Written instruction: Write the next part of the forum post about reordering the blocks of a Schur decomposition, picking up right after its final line.

Document segment:
━━━

I'm wondering if the Shur decompositions are ordered in any way. From the Shur decomposition development thread (url is ?f=74&t=106641) it seems the algorithm being used is based on Stewarts fortran implementation, for which I've read that 2x2 blocks are ordered so that eigenvalues appear in descending order of magnitude.

I'm working through a paper, "A Schur Method for Solving Algebraic Riccati Equations" by Alan Laub, which says that the real Shur form can be arbitrarily reordered via orthogonal similarities, citing another paper "Ill-conditioned eigensystems and the computation of the Jordan canonical form" by G. Golub and J. Wilkinson. This second paper was a bit beyond my level of understanding so I couldn't quite find the appropriate section describing how to generate such a transformation. I'd like to transform the Schur decomposition such that 2x2 blocks are ordered so that eigenvalues with negative real part occur before eigen values with positive real part in order to apply the ARE solution method from Laub's paper. Does anyone know how that can be done?

Thanks for any suggestions!

━━━

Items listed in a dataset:

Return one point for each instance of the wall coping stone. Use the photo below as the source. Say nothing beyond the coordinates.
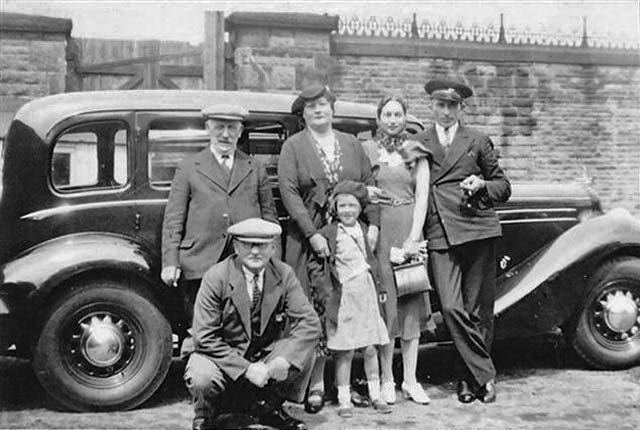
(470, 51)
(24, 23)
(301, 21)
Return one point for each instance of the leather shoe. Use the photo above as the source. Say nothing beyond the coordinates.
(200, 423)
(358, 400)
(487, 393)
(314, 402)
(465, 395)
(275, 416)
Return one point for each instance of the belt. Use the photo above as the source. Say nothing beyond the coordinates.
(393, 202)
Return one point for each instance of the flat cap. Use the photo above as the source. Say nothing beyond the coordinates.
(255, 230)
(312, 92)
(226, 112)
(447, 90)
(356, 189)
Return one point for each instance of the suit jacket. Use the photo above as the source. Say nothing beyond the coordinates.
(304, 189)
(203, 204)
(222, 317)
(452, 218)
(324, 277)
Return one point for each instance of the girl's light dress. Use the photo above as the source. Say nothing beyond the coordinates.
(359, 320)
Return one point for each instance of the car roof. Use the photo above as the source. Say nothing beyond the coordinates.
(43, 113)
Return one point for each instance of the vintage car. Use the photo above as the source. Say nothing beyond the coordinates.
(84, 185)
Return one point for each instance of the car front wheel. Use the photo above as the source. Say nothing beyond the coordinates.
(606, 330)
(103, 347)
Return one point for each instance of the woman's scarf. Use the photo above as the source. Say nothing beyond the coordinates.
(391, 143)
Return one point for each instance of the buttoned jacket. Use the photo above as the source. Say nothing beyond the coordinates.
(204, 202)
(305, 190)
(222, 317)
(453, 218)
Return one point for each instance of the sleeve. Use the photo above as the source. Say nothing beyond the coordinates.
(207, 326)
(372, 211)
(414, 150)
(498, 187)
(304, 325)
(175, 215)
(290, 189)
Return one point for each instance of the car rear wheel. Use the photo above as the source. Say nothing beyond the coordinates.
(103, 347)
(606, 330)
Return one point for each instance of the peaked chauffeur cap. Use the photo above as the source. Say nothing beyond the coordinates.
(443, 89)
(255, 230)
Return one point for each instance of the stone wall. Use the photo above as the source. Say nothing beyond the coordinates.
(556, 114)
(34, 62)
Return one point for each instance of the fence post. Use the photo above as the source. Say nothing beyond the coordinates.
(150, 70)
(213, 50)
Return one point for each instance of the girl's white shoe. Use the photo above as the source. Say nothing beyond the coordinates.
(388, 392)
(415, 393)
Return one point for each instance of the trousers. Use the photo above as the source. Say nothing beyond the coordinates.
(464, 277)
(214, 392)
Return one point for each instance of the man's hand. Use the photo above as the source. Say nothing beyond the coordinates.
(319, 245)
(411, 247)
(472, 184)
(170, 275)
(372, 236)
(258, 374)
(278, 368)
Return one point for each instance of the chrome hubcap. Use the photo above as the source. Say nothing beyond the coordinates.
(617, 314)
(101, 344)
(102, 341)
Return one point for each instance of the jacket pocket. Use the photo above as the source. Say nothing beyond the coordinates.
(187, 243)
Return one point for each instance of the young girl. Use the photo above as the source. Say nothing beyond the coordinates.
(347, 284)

━━━

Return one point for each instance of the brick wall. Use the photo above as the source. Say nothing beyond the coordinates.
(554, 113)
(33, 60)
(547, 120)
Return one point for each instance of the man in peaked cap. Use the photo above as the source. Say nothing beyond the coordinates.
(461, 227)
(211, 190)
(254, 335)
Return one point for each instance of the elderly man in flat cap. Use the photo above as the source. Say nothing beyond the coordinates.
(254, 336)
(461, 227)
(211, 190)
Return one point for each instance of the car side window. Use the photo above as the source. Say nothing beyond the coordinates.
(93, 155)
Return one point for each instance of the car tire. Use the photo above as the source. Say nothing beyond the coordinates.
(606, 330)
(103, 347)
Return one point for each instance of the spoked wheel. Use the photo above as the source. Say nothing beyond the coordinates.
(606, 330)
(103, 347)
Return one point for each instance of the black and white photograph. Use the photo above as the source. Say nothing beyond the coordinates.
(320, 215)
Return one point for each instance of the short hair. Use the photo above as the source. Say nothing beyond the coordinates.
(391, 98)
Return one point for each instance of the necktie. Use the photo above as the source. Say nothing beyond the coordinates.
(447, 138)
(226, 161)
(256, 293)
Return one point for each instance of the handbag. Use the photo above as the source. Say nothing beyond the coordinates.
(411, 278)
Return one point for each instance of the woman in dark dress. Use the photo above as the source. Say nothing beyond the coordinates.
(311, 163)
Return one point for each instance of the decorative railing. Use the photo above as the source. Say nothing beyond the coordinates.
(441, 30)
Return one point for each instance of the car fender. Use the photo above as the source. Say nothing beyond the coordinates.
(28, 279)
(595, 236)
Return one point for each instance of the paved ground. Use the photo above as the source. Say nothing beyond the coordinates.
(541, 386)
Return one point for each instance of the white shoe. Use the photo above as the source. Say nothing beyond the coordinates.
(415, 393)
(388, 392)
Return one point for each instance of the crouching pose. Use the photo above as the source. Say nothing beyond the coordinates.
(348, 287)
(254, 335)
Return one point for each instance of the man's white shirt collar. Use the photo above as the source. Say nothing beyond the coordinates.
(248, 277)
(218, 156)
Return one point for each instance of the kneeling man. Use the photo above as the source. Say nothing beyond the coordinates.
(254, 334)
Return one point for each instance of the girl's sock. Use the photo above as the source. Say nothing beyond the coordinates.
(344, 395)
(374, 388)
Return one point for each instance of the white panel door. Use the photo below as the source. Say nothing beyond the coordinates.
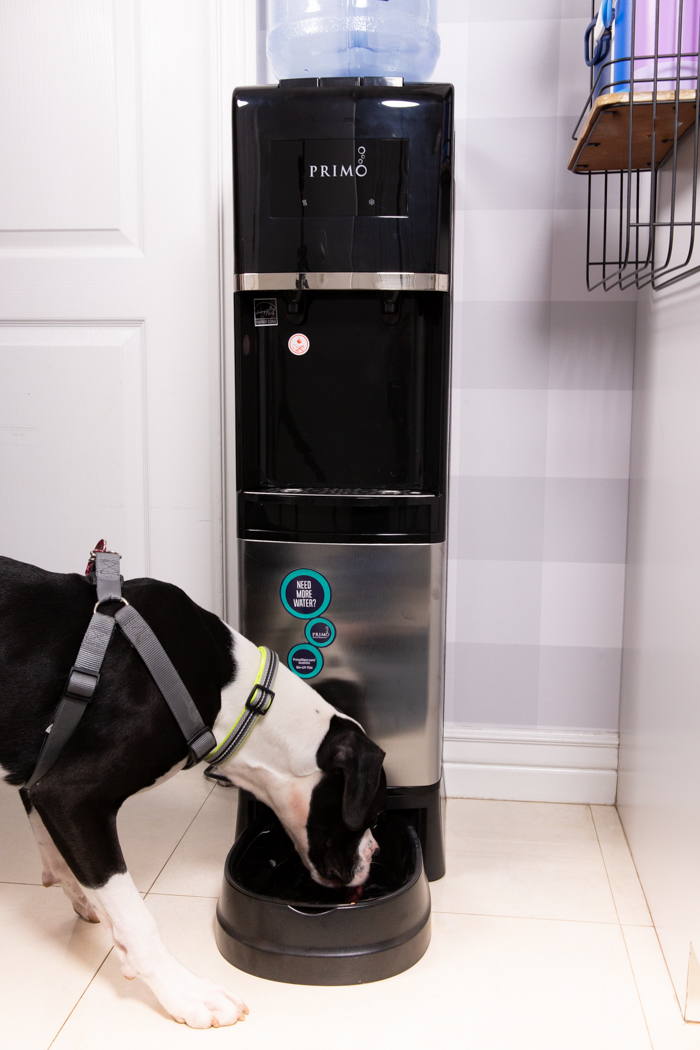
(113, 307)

━━━

Task response:
After digging into the code for RealSchur.h for a couple of days, it appears that the algorithm implemented is more or less that of Stewart's HQR3 ("HQR3 and EXCHNG: Fortran Subroutines for Calculating and Ordering the Eigenvalues of a Real Upper Hessenberg Matrix" TOMS '76). I have cloned the RealSchur class as OrderedRealSchur and have had modest success in implementing Stewart's EXCHNG from his HQR3 fortran code published with his paper. I've implemented it as a method of OrderedRealSchur. The code for this method is included below.

The original fortran code is in commented blocks, followed by my "translation". I have only tested the 2x2 <-> 2x2 exchange thus far, and it appears to work. I think the trick is understanding that in Stewarts fortran code (X,Y,W) are 'shiftInfo' in Eigen, and Stewarts (P,Q,R) are 'firstHouseholderVector' in Eigen.

exchange(L,b1,b2) alters the decomposition by a similarity transformation which "swaps" a pair of 1x1 or 2x2 blocks on the diagonal of the schur decomposition, along with their eigen values. (1x1: one real eigen value, 2x2: complex eigen value pair... but you probably knew that). The method takes three parameters. L is the starting row of the blocks to swap. b1 is the size of the first block (1 or 2) and b2 is the size of the second block (1 or 2). The code for a 1x1 block exchanged with a 1x1 block looks like some row/column operations that can be written more clearly using the Eigen API. As I investigate and understand more I will try to clean those up.

Again, I have only tested the third case in the method thus far (2x2 <-> 2x2 swap).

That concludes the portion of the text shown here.